Page extract:
Start of Block

# AWV, Mini-Cog Assessment & Fall Assesment Billing



## bhurford (Nov 21, 2016)

Hi, 
would anyone please advise how to bill the following services which were done all in one visit for medicare patients? Thank you in advance for your help.

 1) Annual Wellness appt.
 2) A mini-cog assessment.
 3) Fall Assessment - TUG


----------



## kjhos@verizon.net (Jul 2, 2018)

*TUG Assesment test*

We have a PCP trying to bill for TUG assessment  does anyone know which code we'd use?
thanks Katie CPC,COC


----------



## krishrndz@gmail.com (Jul 2, 2018)

bhurford said:


> Hi,
> would anyone please advise how to bill the following services which were done all in one visit for medicare patients? Thank you in advance for your help.
> 
> 1) Annual Wellness appt.
> ...

End of Block

Entries shown:
Start of Block

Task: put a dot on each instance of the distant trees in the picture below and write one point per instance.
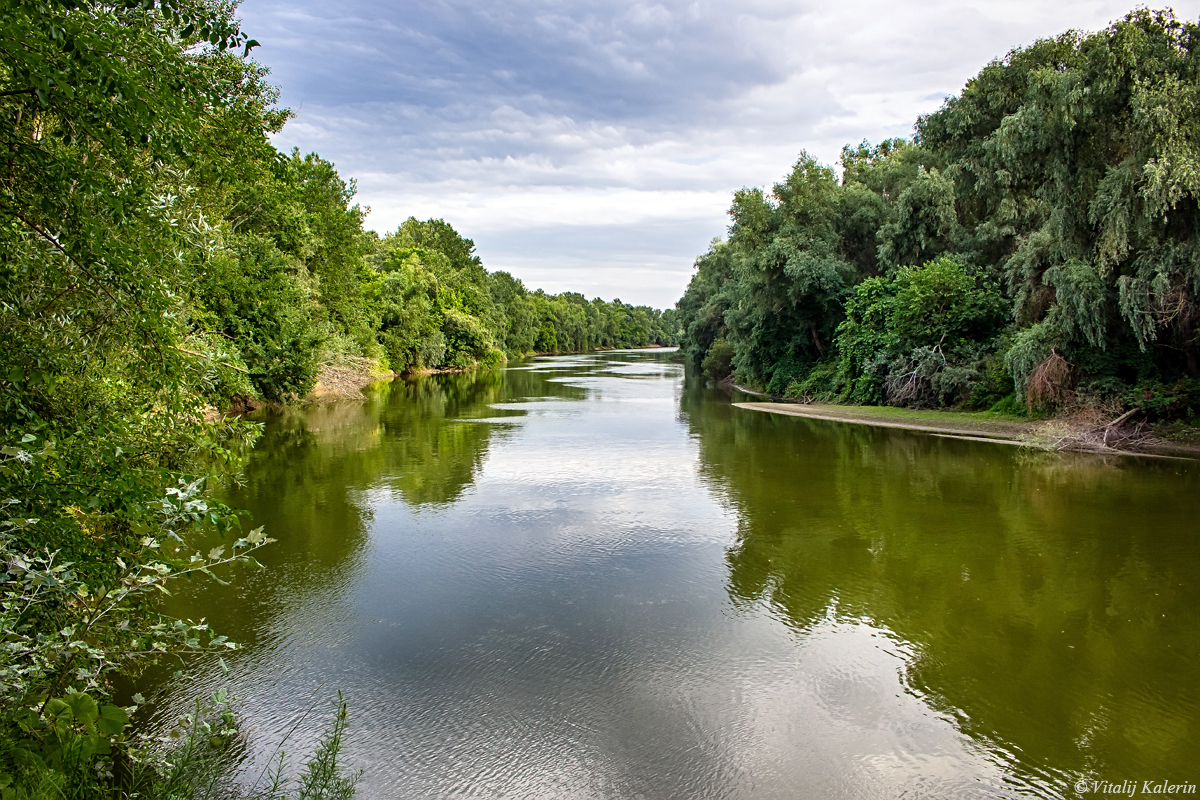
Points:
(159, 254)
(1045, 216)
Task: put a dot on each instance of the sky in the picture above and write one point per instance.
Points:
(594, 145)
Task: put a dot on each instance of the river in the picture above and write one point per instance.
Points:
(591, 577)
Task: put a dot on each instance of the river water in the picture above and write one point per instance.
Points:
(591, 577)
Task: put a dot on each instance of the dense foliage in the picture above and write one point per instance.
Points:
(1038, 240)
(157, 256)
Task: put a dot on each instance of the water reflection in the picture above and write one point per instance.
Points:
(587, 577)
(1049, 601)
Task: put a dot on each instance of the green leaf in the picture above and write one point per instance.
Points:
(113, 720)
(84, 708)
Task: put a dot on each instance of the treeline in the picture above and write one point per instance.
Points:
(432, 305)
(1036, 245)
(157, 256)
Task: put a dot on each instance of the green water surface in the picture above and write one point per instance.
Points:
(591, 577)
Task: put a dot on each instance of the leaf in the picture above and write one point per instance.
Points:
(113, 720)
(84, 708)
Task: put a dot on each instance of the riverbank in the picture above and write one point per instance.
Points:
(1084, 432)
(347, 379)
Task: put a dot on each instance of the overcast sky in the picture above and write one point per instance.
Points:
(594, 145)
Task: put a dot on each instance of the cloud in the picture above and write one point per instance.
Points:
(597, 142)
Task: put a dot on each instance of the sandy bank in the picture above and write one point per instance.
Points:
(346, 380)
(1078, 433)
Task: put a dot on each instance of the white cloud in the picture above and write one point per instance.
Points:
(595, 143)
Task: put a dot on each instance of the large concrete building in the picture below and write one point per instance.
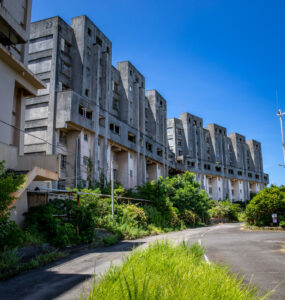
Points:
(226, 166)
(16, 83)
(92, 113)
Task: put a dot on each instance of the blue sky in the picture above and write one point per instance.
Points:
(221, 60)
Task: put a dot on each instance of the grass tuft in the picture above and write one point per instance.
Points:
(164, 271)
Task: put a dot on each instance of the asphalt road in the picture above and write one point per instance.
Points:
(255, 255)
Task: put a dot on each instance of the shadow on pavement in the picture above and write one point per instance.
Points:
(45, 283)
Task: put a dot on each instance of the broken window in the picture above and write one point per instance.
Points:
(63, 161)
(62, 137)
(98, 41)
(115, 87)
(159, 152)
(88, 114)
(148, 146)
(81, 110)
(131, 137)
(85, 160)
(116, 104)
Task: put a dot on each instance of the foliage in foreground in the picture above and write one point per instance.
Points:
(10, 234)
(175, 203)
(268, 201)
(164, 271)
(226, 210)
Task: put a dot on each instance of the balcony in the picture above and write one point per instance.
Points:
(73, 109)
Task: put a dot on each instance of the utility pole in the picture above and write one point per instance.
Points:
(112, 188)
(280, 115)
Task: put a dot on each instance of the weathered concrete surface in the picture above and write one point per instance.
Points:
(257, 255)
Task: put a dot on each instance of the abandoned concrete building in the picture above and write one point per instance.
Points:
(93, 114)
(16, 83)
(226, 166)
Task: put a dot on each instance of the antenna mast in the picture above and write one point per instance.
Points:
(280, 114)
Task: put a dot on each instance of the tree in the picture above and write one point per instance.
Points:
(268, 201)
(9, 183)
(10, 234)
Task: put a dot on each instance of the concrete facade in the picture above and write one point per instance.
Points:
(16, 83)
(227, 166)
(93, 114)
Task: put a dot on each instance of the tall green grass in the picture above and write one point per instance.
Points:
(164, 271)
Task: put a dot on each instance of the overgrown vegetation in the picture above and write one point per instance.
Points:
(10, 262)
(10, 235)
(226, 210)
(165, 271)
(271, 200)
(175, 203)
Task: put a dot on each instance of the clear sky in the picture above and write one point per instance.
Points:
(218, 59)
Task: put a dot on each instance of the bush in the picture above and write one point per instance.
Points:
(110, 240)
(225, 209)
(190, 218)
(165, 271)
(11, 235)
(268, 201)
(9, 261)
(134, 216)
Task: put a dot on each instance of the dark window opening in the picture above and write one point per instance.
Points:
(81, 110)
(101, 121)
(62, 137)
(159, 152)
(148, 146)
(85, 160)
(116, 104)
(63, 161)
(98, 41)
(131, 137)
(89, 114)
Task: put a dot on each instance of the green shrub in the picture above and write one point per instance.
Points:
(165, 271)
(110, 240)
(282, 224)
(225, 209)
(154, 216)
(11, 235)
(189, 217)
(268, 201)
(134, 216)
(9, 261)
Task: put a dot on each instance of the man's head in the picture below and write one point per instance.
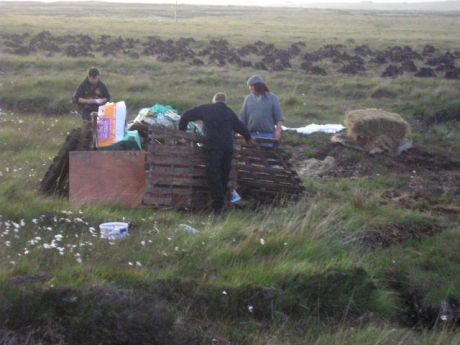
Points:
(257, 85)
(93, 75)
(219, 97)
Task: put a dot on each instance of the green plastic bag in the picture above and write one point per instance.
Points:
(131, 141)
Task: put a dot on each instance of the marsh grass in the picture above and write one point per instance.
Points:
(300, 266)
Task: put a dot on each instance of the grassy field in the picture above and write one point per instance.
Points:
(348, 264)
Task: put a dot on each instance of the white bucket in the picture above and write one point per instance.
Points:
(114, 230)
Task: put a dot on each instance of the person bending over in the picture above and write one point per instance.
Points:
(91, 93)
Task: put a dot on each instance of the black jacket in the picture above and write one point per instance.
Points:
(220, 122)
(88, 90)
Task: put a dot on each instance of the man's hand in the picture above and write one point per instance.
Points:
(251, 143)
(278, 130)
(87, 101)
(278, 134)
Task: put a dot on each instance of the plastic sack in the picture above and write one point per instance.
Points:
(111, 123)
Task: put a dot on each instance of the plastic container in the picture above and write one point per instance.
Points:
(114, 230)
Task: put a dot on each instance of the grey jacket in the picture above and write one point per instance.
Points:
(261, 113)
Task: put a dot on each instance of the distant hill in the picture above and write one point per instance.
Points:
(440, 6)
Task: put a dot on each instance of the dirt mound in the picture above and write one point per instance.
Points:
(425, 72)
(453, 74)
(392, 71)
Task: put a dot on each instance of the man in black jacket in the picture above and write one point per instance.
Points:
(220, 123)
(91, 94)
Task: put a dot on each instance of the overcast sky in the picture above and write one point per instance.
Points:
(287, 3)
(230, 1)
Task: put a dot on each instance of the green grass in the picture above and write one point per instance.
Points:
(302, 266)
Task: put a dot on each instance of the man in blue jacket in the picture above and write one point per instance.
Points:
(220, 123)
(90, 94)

End of Block

Work task A: Return the part of the AWV billing thread from "We have a PCP" to "krishrndz@gmail.com (Jul 2, 2018)", copied word for word.
Work task B: Carry the AWV billing thread forward from its last line.

Final answer A:
We have a PCP trying to bill for TUG assessment  does anyone know which code we'd use?
thanks Katie CPC,COC


----------



## krishrndz@gmail.com (Jul 2, 2018)

Final answer B:
The mini-cog and Fall risk assessment is included in the AWV so you would not be able to bill separately for it.


----------



## Pathos (Jul 2, 2018)

kjhos@verizon.net said:


> We have a PCP trying to bill for TUG assessment  does anyone know which code we'd use?
> thanks Katie CPC,COC



Hi Katie,

Is the provider only performing the TUG assessment or is this in additional to another code (E/M, AWV, etc.).

I did find a couple different suggestions for what could include a TUG assessment, and depending on your answer, TUG could be bundled into another code.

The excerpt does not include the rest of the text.